TASK DIRECTIONS >>
Write out, word for word, only the lines from the one containing "of the grey" through the final line of the data.

SUPPLIED RECORDS >>

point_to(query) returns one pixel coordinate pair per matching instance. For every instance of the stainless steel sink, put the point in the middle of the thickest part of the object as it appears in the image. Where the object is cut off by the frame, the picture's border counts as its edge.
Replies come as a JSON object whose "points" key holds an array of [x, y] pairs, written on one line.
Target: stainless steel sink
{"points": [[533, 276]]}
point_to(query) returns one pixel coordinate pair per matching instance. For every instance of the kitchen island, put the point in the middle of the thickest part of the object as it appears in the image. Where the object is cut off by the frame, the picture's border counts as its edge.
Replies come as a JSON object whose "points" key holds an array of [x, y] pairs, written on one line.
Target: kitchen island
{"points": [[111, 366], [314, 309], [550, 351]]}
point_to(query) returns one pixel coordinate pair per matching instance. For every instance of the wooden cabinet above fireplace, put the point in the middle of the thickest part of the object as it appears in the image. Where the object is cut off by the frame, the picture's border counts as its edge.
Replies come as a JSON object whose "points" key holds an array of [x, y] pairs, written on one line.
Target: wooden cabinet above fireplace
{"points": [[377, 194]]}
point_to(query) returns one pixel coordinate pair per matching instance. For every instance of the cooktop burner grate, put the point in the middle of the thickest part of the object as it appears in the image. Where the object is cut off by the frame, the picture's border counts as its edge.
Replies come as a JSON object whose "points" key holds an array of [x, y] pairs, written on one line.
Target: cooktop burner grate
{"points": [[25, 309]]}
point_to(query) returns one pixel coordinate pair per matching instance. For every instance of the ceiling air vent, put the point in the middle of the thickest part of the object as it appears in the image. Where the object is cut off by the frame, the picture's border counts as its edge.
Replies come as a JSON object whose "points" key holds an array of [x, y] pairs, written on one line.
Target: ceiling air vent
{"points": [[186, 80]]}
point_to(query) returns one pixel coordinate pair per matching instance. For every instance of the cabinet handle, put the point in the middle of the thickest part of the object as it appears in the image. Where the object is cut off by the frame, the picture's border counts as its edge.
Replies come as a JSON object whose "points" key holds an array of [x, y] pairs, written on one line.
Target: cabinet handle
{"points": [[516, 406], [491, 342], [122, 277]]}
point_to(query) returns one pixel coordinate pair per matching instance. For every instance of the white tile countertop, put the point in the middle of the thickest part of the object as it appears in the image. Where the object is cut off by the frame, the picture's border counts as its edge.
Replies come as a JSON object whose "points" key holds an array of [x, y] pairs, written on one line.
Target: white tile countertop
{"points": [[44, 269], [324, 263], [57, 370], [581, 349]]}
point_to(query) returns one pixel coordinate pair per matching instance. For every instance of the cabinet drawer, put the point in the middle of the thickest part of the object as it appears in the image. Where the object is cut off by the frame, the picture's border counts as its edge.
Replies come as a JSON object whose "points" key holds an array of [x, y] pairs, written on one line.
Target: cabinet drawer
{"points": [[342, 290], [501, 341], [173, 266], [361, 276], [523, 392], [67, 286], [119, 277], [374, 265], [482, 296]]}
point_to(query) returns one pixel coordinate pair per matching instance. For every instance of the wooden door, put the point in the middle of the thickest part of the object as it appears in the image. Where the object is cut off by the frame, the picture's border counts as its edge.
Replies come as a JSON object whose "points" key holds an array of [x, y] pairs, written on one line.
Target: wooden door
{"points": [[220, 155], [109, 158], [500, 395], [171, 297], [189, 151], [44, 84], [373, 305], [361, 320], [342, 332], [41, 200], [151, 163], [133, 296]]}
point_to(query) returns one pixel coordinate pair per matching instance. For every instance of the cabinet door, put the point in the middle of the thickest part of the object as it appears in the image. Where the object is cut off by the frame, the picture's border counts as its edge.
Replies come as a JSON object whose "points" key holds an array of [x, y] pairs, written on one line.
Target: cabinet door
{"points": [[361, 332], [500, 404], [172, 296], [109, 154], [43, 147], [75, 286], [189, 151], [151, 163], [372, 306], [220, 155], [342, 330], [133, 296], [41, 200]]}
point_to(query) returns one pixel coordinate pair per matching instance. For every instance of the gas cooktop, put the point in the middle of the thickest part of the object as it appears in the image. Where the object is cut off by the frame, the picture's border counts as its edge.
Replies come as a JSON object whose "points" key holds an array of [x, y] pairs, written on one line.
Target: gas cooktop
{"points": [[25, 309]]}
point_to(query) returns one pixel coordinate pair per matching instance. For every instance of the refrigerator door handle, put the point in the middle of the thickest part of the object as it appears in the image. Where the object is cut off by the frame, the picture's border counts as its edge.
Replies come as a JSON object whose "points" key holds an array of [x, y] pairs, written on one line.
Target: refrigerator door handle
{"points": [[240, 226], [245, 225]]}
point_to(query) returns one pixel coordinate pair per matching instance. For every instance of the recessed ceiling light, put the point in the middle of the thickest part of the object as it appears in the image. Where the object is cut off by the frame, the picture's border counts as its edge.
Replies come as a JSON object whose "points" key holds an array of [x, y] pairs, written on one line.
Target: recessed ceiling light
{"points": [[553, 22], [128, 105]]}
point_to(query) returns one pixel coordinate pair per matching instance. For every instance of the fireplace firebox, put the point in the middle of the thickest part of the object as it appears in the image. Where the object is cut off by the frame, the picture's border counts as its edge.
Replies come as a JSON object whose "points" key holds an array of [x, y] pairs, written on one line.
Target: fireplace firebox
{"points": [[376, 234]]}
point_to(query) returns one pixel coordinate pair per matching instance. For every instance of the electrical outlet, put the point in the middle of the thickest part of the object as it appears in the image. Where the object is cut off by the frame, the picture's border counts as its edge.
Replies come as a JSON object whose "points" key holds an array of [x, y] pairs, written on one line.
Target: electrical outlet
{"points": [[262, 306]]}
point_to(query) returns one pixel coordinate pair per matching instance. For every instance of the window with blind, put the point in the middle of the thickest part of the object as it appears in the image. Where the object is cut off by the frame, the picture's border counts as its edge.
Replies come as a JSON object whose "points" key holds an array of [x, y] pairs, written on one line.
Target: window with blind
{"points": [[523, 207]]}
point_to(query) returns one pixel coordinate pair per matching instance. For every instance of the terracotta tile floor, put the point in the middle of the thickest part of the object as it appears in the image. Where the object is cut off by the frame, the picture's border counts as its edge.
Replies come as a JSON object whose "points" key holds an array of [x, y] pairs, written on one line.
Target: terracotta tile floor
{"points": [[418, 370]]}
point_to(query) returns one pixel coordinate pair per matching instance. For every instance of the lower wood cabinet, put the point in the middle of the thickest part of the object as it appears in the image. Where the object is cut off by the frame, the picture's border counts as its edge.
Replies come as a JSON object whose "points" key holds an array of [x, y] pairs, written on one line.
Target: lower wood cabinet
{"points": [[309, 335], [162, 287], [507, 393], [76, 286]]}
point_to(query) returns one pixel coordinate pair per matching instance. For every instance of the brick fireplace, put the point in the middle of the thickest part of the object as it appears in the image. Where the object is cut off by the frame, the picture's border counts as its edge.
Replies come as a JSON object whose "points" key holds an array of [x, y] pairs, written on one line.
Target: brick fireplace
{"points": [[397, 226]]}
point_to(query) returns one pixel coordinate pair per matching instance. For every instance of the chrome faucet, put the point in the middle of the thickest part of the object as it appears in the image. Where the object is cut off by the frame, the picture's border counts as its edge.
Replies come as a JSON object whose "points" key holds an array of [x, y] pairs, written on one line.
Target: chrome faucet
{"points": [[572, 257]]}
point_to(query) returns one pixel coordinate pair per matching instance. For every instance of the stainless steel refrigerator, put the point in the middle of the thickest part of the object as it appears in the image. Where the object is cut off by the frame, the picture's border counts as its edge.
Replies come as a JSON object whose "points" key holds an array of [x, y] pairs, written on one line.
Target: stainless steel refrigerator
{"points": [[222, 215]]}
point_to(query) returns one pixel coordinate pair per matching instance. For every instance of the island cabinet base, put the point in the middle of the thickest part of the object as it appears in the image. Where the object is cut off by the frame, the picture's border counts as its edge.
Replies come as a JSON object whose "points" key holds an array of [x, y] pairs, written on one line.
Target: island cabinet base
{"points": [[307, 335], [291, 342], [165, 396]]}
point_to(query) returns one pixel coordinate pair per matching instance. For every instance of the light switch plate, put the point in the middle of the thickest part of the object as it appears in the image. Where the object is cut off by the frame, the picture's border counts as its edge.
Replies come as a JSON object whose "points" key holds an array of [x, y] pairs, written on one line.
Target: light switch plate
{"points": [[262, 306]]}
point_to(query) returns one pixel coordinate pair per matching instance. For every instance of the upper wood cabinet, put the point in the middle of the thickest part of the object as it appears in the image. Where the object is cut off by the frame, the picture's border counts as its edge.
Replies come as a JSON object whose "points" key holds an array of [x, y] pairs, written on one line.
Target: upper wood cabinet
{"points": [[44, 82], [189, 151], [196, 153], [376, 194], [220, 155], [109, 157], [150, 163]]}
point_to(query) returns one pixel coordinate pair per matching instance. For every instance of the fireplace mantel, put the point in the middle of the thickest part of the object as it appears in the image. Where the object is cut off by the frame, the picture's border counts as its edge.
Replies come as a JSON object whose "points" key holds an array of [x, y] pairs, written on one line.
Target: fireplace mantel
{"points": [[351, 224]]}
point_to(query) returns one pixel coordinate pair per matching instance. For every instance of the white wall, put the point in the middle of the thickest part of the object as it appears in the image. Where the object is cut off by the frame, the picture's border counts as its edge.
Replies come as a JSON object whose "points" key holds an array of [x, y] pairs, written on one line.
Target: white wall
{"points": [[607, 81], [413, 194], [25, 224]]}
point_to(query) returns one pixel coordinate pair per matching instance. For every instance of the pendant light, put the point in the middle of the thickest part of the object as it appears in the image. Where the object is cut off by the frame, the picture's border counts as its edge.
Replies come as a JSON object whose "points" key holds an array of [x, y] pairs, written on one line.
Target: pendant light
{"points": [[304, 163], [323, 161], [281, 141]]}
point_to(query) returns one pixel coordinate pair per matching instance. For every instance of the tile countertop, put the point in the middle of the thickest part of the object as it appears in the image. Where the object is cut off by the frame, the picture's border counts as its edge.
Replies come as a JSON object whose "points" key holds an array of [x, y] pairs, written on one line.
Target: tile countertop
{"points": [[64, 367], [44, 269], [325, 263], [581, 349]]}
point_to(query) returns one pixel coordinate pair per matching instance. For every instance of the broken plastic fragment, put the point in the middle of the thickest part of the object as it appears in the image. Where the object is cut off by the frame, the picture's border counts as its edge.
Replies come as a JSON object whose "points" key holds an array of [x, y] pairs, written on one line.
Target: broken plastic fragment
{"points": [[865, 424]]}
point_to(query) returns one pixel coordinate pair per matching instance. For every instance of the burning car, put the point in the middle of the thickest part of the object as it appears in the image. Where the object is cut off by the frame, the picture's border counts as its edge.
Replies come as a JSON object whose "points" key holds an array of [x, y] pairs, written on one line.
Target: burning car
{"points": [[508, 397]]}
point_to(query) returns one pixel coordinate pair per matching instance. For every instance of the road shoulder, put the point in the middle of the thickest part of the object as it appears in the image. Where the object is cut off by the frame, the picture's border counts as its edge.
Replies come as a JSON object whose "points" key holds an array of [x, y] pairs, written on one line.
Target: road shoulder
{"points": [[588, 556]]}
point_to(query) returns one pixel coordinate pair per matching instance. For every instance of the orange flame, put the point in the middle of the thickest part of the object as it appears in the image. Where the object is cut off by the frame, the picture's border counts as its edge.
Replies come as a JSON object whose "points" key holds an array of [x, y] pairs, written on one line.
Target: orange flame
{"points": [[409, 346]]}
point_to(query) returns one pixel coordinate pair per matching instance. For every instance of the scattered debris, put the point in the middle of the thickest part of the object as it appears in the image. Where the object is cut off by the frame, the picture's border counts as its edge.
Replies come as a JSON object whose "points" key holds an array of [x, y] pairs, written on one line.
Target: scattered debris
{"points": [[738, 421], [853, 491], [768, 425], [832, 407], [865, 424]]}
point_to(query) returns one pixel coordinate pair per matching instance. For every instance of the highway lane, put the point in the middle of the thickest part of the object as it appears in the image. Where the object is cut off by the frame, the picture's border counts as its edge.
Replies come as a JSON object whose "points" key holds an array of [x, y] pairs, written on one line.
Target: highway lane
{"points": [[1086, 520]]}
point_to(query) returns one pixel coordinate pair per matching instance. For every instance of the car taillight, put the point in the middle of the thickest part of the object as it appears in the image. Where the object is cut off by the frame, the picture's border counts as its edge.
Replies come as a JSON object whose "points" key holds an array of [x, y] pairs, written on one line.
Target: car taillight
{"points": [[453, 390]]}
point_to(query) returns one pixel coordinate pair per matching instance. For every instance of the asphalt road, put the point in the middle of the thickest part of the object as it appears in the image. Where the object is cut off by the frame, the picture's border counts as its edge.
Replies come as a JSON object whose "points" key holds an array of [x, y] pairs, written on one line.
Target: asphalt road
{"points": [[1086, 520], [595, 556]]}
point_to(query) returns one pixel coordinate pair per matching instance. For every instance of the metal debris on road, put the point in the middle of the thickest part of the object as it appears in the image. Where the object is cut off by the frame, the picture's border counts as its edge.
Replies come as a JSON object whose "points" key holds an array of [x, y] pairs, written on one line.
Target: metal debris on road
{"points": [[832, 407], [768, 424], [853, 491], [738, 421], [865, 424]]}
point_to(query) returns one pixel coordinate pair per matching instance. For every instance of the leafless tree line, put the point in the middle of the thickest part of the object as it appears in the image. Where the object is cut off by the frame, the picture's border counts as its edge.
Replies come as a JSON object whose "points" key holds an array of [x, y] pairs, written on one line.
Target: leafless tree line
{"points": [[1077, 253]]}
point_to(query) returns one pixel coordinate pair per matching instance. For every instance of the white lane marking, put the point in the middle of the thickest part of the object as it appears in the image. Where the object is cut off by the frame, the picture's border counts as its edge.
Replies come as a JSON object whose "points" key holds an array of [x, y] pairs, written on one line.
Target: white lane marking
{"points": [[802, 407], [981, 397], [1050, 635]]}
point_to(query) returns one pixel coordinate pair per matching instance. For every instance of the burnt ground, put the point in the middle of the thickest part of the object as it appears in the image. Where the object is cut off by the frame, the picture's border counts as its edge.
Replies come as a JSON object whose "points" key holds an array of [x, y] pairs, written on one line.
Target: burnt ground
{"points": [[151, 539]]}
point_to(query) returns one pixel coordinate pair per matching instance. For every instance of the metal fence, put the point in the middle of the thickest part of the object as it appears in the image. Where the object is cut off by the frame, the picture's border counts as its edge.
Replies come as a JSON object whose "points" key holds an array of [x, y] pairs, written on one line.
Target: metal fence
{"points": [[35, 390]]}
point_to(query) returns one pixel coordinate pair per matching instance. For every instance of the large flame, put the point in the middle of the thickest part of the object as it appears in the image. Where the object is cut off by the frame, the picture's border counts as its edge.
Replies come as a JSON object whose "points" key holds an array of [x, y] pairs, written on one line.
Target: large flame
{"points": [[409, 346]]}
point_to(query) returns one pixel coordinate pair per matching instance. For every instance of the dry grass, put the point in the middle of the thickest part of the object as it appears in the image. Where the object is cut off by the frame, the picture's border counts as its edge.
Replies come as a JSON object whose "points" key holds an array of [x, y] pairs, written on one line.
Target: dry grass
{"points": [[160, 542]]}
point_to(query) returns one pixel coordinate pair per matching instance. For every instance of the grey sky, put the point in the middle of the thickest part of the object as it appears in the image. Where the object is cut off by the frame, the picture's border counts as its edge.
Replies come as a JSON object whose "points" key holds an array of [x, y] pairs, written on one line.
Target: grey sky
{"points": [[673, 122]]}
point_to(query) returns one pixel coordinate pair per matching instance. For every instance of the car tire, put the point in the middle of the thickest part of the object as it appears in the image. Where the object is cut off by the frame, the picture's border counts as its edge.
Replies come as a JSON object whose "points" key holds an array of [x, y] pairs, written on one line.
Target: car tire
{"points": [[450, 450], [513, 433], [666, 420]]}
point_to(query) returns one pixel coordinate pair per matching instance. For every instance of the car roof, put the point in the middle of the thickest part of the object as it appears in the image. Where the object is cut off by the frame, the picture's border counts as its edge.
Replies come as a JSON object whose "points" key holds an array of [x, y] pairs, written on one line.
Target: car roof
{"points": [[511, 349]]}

OUTPUT OF THE EXERCISE >>
point_to(query) returns one pixel coordinate pair per matching instance. For every instance of the grey sky, put the point in the middle of the thickest part of the object as it appears in the image. Where the object is cut off by the frame, the picture's border counts as its edge.
Replies come as a JSON object whose "points" key holds an array of [x, y] pairs, written on one line.
Target: grey sky
{"points": [[673, 122]]}
point_to(query) returns one pixel coordinate pair per matching instance. For every instance of the car tire, put the point in the middle of the thickest part of the object as it appears in the image. Where the object is cut off by the frame, the picture's border counts as its edge.
Replies come as a JSON object whose "points" key holds an array of [x, y] pairs, written on one line.
Target: car tire
{"points": [[450, 450], [513, 433], [666, 420]]}
point_to(query) returns one pixel coordinate pair per matching instance. For every instance of the car roof, put the point in the middle of the thickest part of the object as it appears in the image. Where the object is cut off by the frame, the picture's border counts as its edge.
Replies come as a JSON object whose "points" key holds an array of [x, y] pairs, written on one line.
Target: car roof
{"points": [[511, 349]]}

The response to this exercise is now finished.